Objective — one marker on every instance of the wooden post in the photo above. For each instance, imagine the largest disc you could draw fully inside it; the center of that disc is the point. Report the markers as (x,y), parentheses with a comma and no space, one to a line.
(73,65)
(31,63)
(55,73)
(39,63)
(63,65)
● ● ● ●
* _YOUR TASK_:
The answer should consist of every record above, copied exactly.

* _WRITTEN RESPONSE_:
Objective — one marker on every instance of the wooden post in the photo above. For each instance, imagine the largest disc you could draw fully inside it; the center of that disc is the point. Report the markers as (x,y), parentheses with a comma and no space, one to a line.
(73,65)
(31,63)
(55,73)
(39,63)
(63,65)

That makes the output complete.